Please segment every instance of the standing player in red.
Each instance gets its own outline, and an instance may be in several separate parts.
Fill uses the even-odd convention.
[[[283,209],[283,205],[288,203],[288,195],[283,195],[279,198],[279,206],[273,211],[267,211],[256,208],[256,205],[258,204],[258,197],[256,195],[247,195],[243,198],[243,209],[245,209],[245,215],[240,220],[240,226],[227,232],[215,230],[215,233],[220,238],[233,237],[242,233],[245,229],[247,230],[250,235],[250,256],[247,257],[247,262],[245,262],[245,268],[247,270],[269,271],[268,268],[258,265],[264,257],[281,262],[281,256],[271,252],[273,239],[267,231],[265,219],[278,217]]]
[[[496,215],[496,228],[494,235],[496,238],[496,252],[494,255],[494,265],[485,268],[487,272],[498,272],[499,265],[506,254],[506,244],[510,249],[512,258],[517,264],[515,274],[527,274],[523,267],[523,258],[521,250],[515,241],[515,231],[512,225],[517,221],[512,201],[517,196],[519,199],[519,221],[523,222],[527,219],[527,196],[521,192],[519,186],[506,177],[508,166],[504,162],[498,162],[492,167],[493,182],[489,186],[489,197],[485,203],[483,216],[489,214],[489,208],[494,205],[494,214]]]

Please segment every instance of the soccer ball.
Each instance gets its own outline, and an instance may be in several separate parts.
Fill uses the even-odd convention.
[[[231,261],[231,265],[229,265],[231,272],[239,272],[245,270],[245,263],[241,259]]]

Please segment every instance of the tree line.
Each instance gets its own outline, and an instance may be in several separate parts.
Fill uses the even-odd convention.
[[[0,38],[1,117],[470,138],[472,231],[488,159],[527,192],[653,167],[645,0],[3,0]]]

※ ※ ※

● WHAT YOU WILL DO
Rewrite the stretch from the line containing "Please segment every instance of the tree" through the end of the lines, switching "tree line" to "forest edge" and leaving everything else unchanged.

● TASK RESPONSE
Please segment every instance of the forest edge.
Each instance gets its own outline, and an instance may be in several separate parts.
Fill uses the even-odd convention.
[[[0,38],[1,117],[470,138],[472,231],[488,159],[527,192],[653,167],[645,0],[3,0]]]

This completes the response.